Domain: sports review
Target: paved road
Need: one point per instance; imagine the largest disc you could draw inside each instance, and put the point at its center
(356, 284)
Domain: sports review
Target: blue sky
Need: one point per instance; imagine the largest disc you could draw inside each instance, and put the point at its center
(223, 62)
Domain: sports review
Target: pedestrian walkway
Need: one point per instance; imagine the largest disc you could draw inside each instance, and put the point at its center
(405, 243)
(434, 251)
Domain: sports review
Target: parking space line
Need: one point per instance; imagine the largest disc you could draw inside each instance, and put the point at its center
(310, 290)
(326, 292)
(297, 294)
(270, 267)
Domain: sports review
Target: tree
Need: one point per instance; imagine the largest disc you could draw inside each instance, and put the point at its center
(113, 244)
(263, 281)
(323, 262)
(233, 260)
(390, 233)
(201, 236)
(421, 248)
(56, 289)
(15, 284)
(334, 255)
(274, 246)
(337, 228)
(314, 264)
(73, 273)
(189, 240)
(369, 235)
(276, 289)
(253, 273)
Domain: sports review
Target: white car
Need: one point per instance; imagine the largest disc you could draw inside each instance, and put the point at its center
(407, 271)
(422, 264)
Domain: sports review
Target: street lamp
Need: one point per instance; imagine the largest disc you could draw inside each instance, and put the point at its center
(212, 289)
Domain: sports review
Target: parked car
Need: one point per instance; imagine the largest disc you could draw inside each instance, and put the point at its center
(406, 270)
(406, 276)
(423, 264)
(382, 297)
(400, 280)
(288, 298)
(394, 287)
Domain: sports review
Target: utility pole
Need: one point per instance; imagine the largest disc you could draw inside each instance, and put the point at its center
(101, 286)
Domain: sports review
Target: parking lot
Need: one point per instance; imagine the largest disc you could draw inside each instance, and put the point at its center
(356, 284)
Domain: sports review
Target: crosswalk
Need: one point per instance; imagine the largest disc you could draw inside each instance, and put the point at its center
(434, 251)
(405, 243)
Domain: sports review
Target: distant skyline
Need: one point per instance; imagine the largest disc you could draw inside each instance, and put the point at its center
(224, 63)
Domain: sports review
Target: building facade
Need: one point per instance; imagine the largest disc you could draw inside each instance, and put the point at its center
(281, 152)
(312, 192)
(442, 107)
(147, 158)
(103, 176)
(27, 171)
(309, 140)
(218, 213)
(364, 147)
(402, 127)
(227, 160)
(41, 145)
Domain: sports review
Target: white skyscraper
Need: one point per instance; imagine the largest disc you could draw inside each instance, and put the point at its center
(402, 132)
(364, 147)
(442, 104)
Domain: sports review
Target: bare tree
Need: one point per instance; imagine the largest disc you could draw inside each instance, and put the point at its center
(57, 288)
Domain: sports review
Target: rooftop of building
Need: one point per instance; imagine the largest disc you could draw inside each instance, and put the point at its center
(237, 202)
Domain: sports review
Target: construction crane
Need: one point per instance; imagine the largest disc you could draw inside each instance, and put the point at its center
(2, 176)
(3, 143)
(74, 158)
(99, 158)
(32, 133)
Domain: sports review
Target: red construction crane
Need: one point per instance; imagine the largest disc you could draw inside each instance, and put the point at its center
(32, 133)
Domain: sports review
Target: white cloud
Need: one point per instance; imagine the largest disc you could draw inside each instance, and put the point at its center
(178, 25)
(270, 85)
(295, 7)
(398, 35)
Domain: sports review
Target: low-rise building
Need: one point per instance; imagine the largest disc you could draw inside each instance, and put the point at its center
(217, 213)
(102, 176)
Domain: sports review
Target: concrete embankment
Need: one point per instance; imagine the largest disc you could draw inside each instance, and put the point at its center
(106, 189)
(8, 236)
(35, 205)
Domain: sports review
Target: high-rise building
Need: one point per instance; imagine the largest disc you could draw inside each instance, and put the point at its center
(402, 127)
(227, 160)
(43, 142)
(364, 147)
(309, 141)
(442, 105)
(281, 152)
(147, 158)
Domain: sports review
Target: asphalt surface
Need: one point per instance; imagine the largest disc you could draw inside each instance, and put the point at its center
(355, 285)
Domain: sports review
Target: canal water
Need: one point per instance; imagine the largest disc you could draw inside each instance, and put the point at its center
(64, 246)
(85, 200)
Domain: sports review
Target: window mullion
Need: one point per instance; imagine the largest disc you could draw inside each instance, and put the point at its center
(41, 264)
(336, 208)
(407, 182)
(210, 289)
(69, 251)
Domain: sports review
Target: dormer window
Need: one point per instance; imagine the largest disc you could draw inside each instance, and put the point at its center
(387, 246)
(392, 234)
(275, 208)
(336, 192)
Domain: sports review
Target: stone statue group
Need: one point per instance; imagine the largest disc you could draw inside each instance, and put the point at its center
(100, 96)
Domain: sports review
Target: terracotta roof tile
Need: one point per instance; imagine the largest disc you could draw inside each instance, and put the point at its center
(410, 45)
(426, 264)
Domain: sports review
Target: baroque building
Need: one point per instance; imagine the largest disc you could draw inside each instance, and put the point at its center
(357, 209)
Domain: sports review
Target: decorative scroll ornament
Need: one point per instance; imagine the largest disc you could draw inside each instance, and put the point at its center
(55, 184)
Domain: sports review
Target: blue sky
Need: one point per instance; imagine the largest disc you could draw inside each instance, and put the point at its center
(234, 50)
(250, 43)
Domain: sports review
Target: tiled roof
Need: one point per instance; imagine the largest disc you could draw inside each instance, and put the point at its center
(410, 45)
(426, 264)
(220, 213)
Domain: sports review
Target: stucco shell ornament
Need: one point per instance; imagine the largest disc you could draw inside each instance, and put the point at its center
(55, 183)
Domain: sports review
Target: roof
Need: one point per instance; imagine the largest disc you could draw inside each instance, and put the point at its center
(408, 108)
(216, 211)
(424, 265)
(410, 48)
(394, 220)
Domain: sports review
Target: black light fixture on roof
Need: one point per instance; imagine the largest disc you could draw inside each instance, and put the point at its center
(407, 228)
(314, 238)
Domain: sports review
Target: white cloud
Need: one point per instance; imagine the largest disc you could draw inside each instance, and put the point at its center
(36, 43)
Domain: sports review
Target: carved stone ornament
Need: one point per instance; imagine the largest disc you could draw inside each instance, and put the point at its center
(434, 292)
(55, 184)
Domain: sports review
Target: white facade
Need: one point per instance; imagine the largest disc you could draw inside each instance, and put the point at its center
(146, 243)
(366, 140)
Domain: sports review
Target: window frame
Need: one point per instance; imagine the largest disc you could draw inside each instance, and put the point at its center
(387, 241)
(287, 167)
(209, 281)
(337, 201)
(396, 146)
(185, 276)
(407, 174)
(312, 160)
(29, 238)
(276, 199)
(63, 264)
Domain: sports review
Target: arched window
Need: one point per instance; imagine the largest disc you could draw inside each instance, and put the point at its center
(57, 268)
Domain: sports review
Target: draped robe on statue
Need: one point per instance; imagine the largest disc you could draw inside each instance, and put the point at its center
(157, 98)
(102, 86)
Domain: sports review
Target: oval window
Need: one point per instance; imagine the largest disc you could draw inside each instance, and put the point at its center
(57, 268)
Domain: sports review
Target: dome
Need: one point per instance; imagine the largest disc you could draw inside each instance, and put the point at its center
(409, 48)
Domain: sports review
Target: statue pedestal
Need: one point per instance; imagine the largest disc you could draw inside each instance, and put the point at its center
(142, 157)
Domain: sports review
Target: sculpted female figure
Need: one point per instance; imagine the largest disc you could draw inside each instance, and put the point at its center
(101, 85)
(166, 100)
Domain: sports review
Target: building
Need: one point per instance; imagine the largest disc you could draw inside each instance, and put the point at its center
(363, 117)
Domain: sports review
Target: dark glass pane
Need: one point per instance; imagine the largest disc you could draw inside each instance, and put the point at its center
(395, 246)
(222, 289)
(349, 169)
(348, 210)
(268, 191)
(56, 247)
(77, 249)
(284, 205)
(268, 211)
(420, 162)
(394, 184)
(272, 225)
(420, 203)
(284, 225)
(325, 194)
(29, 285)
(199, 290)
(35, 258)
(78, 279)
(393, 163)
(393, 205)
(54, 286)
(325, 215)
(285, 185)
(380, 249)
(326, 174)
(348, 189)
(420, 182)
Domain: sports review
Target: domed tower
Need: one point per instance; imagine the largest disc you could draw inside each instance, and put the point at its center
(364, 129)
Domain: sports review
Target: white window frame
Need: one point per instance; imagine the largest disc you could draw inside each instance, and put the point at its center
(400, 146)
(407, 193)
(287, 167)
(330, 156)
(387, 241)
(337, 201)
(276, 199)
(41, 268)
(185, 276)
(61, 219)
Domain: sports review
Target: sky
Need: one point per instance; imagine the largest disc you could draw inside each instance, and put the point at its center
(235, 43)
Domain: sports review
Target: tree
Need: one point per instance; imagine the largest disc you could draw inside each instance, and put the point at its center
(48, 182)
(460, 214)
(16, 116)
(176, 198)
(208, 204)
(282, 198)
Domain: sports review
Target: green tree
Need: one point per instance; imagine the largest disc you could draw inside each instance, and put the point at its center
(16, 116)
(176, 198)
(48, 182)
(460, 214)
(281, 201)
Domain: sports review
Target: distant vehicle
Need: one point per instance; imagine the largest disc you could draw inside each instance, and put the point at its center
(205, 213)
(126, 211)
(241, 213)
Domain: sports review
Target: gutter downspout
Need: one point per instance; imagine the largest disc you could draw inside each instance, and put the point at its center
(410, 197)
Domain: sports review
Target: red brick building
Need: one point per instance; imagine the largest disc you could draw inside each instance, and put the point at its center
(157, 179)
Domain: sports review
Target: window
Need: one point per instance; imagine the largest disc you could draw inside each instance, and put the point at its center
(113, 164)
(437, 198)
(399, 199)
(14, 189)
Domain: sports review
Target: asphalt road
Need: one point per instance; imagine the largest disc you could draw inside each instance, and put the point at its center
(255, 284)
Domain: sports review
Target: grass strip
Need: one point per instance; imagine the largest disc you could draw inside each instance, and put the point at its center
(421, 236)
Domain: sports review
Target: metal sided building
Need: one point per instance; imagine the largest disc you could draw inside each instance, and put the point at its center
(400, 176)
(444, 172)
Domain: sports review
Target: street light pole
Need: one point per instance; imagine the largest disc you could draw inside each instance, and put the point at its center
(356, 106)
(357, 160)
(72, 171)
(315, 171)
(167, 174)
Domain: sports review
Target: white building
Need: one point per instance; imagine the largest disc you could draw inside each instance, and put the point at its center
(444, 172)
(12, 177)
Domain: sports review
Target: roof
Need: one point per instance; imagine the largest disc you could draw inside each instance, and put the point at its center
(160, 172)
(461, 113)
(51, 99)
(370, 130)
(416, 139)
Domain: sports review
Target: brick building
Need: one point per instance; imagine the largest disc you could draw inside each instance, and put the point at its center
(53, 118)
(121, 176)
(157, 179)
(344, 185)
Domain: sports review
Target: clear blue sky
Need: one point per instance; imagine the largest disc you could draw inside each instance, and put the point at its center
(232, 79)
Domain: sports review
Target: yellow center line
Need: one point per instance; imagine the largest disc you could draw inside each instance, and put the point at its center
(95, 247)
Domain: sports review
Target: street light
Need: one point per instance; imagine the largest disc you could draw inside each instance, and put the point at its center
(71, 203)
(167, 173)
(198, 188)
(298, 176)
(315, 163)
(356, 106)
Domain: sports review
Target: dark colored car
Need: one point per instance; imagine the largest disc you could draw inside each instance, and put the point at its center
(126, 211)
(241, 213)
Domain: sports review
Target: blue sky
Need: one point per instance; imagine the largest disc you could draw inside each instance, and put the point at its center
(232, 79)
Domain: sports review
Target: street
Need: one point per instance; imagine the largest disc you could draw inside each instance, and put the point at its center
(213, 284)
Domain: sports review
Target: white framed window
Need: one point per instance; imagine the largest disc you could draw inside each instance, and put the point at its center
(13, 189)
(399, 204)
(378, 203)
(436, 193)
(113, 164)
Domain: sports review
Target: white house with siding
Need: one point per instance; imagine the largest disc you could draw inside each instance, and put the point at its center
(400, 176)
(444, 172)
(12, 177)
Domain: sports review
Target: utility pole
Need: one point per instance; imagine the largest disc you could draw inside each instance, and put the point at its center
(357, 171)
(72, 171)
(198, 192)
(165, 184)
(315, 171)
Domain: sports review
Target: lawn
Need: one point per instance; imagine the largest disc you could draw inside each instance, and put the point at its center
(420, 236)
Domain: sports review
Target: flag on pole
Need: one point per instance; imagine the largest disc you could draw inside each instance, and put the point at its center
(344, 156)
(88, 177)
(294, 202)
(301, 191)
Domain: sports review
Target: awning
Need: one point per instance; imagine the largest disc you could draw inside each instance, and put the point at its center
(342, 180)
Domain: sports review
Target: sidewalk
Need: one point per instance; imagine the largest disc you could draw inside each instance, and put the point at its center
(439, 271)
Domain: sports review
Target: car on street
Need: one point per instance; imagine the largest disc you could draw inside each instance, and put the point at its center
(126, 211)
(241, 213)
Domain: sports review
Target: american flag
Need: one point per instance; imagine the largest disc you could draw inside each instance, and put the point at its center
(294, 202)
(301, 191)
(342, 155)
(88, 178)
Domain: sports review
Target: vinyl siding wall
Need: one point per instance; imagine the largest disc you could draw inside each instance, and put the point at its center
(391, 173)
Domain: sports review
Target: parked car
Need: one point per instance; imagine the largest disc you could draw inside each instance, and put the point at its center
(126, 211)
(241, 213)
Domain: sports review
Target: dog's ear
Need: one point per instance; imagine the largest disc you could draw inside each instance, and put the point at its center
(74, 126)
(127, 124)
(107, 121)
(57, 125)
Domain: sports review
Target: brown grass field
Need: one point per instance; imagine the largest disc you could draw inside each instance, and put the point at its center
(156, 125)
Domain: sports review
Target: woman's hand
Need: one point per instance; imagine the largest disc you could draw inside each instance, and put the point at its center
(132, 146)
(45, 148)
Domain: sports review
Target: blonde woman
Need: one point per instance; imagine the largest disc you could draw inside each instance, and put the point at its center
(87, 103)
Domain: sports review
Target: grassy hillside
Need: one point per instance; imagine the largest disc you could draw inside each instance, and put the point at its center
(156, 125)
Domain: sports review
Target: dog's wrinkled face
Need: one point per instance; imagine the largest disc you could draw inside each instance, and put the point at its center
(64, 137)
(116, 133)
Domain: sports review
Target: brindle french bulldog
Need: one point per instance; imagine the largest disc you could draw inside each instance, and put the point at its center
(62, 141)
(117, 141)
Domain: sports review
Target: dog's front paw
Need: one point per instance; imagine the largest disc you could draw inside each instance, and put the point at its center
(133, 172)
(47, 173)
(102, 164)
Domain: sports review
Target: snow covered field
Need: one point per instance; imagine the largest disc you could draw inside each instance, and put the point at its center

◇ ◇ ◇ ◇

▸ Prompt:
For this exercise, copy each line from the listing above that has the word "stone".

▸ Completed exercise:
Target: stone statue group
Target: carved stone ornament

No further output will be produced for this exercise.